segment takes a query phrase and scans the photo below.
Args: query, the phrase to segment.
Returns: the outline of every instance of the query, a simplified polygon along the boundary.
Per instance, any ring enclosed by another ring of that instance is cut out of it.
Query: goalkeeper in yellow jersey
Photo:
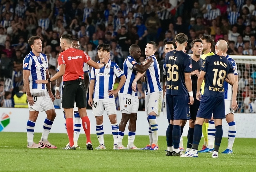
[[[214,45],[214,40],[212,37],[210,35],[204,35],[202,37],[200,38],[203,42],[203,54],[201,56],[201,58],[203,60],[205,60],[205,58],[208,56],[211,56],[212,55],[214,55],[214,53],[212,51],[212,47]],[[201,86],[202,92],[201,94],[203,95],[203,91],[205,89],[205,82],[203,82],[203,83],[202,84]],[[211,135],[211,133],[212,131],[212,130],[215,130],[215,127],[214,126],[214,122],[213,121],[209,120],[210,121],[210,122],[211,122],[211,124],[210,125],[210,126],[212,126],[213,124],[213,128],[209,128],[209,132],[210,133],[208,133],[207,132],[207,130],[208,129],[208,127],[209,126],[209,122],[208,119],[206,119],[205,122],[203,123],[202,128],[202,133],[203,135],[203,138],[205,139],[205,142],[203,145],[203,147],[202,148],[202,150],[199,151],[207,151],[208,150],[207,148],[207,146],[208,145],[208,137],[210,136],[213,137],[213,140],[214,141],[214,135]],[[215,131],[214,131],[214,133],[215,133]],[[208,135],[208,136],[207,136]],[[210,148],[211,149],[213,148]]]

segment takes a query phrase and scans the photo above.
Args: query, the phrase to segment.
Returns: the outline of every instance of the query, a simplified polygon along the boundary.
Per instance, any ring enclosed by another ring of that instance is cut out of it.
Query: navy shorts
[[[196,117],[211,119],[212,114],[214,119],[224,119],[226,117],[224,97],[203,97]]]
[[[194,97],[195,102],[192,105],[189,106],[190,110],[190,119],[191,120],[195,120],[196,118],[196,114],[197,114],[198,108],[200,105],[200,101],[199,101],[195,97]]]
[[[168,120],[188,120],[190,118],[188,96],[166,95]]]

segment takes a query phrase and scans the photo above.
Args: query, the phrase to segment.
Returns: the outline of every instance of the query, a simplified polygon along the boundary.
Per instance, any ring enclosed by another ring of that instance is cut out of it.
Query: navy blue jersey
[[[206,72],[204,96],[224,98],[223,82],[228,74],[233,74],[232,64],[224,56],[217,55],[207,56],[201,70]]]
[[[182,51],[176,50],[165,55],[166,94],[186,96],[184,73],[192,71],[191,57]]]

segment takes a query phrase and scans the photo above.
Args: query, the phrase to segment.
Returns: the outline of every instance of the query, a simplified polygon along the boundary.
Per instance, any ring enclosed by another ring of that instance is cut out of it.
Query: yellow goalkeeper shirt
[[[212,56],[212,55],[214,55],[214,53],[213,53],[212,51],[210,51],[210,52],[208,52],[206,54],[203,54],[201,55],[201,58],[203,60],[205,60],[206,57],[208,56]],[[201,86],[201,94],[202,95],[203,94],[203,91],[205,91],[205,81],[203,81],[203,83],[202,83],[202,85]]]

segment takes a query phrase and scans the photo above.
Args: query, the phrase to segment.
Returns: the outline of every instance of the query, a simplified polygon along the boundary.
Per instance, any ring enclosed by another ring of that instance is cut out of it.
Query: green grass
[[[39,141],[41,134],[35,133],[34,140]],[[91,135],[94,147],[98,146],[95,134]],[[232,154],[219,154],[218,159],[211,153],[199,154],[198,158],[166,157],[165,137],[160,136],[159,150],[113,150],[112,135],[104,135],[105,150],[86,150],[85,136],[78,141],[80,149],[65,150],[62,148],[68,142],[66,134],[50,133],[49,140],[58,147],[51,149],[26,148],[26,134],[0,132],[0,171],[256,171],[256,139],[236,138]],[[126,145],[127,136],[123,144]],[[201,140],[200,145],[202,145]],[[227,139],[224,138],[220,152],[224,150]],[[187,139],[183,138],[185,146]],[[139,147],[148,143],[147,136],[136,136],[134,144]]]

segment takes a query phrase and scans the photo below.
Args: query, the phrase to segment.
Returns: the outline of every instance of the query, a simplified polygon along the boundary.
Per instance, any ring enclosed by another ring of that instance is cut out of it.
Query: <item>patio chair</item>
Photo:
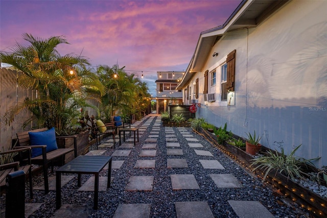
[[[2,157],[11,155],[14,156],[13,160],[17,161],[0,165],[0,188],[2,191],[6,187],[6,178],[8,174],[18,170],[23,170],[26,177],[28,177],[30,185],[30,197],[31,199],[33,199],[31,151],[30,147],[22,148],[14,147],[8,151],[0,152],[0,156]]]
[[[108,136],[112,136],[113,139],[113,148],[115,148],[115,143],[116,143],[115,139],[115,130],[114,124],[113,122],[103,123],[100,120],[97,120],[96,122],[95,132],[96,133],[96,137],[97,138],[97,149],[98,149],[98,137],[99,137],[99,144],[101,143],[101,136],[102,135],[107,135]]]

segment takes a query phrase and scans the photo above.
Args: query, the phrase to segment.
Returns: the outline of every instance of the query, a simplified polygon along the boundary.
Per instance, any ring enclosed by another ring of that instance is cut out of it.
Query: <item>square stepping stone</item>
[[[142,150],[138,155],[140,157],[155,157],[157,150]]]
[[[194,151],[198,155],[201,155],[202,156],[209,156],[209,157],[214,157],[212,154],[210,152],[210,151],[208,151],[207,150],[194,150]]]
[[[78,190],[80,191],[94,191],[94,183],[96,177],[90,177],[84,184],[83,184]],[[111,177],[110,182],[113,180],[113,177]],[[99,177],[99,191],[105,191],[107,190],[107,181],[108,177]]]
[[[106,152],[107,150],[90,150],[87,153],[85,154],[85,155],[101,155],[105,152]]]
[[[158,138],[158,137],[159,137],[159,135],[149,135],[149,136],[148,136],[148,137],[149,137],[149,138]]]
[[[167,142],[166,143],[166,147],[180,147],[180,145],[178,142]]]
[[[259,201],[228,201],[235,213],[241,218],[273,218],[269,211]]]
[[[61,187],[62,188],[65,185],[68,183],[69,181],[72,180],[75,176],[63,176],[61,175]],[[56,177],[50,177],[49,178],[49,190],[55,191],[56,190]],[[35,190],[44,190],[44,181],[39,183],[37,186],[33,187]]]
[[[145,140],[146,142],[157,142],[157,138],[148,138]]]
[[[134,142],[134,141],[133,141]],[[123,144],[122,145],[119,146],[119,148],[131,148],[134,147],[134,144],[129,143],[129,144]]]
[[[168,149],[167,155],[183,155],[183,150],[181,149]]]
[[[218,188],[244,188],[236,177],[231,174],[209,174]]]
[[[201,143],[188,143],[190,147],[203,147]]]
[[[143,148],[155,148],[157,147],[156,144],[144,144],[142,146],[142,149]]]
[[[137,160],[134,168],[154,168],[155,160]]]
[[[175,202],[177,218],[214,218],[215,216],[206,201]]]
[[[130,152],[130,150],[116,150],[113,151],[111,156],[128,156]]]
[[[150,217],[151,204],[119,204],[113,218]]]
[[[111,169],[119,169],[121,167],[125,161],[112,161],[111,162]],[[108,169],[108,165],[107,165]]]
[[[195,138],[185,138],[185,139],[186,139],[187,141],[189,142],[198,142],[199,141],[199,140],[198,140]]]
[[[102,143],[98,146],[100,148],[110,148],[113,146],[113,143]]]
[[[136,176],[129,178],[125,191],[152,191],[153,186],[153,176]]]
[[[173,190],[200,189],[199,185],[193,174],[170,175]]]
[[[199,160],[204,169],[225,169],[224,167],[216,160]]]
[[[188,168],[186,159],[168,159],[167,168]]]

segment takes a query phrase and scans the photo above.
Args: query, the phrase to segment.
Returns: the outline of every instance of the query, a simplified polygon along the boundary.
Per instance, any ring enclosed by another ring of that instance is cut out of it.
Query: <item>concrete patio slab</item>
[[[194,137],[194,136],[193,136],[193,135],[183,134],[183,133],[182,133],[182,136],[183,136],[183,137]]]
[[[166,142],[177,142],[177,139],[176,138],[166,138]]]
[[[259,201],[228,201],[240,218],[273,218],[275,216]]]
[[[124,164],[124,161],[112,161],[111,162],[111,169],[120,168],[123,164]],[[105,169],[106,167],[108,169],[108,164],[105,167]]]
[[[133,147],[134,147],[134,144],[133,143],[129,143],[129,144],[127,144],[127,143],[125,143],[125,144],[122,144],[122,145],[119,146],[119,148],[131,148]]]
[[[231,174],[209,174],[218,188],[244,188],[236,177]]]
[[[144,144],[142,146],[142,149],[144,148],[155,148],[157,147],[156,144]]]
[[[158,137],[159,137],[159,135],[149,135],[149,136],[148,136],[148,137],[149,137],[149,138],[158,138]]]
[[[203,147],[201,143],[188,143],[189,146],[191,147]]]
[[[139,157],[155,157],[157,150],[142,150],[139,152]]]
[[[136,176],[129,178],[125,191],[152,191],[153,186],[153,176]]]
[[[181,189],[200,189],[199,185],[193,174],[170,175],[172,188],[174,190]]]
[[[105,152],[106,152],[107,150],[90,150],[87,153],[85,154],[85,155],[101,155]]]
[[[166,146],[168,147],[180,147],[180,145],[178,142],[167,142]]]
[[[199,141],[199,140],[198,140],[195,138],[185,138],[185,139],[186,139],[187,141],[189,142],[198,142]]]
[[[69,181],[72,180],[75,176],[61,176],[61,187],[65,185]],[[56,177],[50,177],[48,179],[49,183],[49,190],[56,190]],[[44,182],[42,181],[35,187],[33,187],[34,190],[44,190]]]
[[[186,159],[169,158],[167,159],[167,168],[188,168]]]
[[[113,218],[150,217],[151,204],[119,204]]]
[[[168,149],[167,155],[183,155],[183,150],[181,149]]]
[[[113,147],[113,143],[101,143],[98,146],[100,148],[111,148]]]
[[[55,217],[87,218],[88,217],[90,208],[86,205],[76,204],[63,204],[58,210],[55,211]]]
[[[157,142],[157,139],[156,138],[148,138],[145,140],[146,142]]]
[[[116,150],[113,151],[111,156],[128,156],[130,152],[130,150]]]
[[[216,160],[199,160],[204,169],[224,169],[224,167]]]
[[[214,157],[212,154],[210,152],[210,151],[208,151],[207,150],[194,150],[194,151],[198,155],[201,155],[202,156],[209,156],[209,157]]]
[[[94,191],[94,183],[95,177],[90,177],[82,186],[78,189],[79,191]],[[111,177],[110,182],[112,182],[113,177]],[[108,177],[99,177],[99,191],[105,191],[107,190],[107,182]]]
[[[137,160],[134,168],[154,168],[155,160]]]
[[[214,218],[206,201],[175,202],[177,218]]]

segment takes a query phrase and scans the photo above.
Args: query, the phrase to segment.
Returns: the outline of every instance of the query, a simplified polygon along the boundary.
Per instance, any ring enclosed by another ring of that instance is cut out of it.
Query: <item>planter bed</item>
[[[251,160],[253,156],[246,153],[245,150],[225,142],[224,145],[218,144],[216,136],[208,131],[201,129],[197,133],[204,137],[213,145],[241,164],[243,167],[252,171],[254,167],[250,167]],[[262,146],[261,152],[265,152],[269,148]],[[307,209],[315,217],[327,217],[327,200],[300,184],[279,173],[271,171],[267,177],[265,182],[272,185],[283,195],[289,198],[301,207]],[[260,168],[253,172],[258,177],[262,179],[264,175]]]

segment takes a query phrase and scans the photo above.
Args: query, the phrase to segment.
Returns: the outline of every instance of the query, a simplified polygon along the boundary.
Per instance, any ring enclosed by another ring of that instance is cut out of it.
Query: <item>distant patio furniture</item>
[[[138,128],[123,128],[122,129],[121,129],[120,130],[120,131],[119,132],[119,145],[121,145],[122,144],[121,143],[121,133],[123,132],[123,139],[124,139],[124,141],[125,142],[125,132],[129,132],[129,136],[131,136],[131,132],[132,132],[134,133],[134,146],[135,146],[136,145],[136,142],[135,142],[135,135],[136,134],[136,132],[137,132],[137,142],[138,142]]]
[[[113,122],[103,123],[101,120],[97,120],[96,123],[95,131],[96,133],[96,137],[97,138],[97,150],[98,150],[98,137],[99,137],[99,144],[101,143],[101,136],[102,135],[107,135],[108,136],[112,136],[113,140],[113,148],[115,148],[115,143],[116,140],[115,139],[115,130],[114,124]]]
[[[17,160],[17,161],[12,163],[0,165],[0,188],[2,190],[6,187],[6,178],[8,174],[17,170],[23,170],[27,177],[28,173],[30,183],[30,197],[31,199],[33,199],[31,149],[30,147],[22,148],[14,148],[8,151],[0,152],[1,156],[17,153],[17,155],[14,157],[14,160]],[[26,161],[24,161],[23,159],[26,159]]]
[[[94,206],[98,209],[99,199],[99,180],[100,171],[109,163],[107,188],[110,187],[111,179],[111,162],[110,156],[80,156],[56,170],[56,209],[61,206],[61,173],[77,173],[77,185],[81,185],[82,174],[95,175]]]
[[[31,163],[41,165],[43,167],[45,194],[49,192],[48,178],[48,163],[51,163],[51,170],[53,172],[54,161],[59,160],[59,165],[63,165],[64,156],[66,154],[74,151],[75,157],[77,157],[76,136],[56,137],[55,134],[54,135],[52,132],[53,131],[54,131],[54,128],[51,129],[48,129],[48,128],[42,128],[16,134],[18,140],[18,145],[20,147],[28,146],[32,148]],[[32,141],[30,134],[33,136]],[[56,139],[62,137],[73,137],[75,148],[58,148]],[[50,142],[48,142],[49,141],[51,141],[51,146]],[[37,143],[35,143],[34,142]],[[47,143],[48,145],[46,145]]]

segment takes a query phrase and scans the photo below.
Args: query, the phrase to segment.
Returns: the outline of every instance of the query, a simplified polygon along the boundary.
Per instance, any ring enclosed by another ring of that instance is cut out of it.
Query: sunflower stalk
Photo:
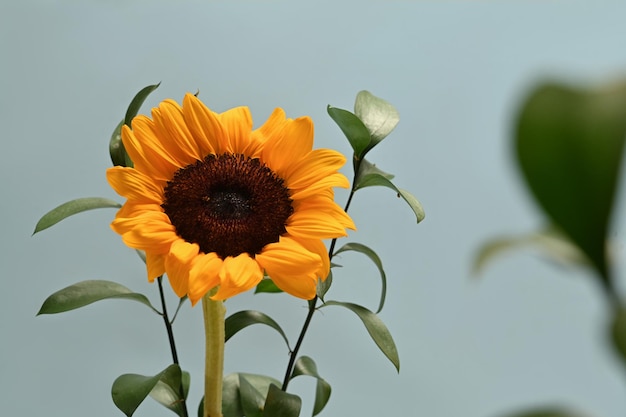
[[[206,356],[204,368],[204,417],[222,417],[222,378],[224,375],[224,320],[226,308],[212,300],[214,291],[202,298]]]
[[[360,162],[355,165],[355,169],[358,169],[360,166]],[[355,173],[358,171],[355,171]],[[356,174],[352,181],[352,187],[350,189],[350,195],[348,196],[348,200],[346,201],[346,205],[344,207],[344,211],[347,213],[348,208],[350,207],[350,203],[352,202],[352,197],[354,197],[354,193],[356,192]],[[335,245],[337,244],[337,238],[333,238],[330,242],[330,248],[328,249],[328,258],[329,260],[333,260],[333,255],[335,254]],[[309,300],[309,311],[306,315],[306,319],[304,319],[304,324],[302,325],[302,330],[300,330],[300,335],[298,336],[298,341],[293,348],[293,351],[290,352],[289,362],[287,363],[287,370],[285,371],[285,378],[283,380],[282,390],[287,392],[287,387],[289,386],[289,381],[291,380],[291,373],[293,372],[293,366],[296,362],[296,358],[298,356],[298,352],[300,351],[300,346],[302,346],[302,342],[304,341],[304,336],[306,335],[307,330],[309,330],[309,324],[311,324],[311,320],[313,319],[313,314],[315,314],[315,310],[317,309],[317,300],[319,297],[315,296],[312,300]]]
-------
• _INSTRUCTIONS FOR THE TASK_
Give only the number of lines in the rows above that contain the string "patio", treating uppercase and lowercase as different.

• _THE OUTPUT_
3